● **What needs to be done**: Beneath this sentence is a set of records; write each of them out exactly.

● **Supplied records**:
(begin)

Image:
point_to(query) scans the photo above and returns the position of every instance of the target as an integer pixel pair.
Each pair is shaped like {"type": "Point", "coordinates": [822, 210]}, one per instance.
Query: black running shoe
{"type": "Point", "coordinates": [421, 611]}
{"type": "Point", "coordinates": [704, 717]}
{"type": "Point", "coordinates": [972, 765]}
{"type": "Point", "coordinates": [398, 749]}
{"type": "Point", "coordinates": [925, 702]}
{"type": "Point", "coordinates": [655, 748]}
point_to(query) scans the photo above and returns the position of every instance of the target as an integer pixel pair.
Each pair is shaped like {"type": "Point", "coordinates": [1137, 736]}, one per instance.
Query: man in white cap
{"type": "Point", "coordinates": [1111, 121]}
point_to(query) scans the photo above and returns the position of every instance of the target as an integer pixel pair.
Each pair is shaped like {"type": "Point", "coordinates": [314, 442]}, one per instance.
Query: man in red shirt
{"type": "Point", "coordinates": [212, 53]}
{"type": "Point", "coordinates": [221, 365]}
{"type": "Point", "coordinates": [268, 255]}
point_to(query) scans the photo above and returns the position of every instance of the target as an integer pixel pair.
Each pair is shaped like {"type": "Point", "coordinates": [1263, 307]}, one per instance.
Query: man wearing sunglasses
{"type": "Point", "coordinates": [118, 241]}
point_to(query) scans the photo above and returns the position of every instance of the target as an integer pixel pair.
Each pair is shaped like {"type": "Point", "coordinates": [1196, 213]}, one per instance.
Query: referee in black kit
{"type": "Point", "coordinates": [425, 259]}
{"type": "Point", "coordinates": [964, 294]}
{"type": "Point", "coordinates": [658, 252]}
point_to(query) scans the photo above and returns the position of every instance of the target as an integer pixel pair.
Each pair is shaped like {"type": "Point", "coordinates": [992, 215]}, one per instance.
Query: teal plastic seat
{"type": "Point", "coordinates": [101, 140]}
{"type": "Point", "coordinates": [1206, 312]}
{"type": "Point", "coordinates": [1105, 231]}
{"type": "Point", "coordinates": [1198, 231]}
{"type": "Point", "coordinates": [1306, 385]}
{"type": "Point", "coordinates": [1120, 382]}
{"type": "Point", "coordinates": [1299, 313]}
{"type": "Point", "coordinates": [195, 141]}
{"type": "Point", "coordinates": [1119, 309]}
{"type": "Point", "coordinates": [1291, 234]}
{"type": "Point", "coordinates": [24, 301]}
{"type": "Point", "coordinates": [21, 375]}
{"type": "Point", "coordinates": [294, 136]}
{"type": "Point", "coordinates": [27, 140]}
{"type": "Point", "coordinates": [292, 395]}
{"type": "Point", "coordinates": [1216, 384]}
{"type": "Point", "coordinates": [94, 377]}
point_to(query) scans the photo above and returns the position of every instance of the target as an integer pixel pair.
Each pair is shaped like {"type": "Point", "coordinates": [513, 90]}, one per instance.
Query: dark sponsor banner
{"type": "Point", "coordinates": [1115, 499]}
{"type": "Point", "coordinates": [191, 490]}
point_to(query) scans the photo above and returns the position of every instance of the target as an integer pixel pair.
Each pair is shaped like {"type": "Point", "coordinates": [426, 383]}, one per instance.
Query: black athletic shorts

(end)

● **Written solution**:
Image:
point_to(query) scans the photo above and returns the position of every instance of the target as an integer pixel pair.
Each pair is shaped like {"type": "Point", "coordinates": [822, 210]}, one per instance.
Query: black running shoe
{"type": "Point", "coordinates": [421, 611]}
{"type": "Point", "coordinates": [704, 717]}
{"type": "Point", "coordinates": [972, 765]}
{"type": "Point", "coordinates": [398, 749]}
{"type": "Point", "coordinates": [925, 702]}
{"type": "Point", "coordinates": [655, 748]}
point_to(query) scans the photo above and returns the position of every instance of the target as an integer pixel pair.
Each pair is shaped like {"type": "Point", "coordinates": [1137, 736]}, one per instance.
Query: man in white cap
{"type": "Point", "coordinates": [1111, 121]}
point_to(query) scans the photo above and returns the position of every instance of the target as an integer pixel pair.
Each pair is shaped like {"type": "Point", "coordinates": [314, 442]}, one per instance.
Query: man in red shirt
{"type": "Point", "coordinates": [212, 53]}
{"type": "Point", "coordinates": [221, 365]}
{"type": "Point", "coordinates": [268, 255]}
point_to(query) scans the photo above and returns the position of every instance of the target as an integer pixel pair.
Each pair is shaped like {"type": "Point", "coordinates": [1263, 307]}, one per instance.
Query: man wearing sunglasses
{"type": "Point", "coordinates": [118, 241]}
point_to(query) scans the photo above and returns the position of every instance of the target as an integer pixel pair.
Each pair is shaped like {"type": "Point", "coordinates": [1196, 213]}, one per instance.
Query: referee in black kit
{"type": "Point", "coordinates": [425, 259]}
{"type": "Point", "coordinates": [964, 294]}
{"type": "Point", "coordinates": [658, 252]}
point_to(query) scans the photo above and returns the position of every instance of the target as an integer pixel pair.
Each pair is shaped like {"type": "Point", "coordinates": [992, 215]}, one per instance.
Query: teal plastic seat
{"type": "Point", "coordinates": [101, 140]}
{"type": "Point", "coordinates": [1206, 312]}
{"type": "Point", "coordinates": [1105, 231]}
{"type": "Point", "coordinates": [1198, 231]}
{"type": "Point", "coordinates": [1306, 385]}
{"type": "Point", "coordinates": [1120, 382]}
{"type": "Point", "coordinates": [1299, 313]}
{"type": "Point", "coordinates": [195, 141]}
{"type": "Point", "coordinates": [1119, 309]}
{"type": "Point", "coordinates": [1291, 234]}
{"type": "Point", "coordinates": [24, 301]}
{"type": "Point", "coordinates": [21, 375]}
{"type": "Point", "coordinates": [294, 136]}
{"type": "Point", "coordinates": [27, 140]}
{"type": "Point", "coordinates": [292, 395]}
{"type": "Point", "coordinates": [1216, 384]}
{"type": "Point", "coordinates": [94, 377]}
point_to(query) scans the photo above and returns the position of every instance of the target as an integer pixel pair.
Each pair is shaped like {"type": "Point", "coordinates": [513, 90]}, one per instance.
Query: dark sponsor banner
{"type": "Point", "coordinates": [1115, 499]}
{"type": "Point", "coordinates": [191, 490]}
point_to(query) scans the photo above and returns the position of every instance of the target as an integer pixel pair.
Each pair is shaped like {"type": "Point", "coordinates": [426, 383]}, one per instance.
Query: black athletic shorts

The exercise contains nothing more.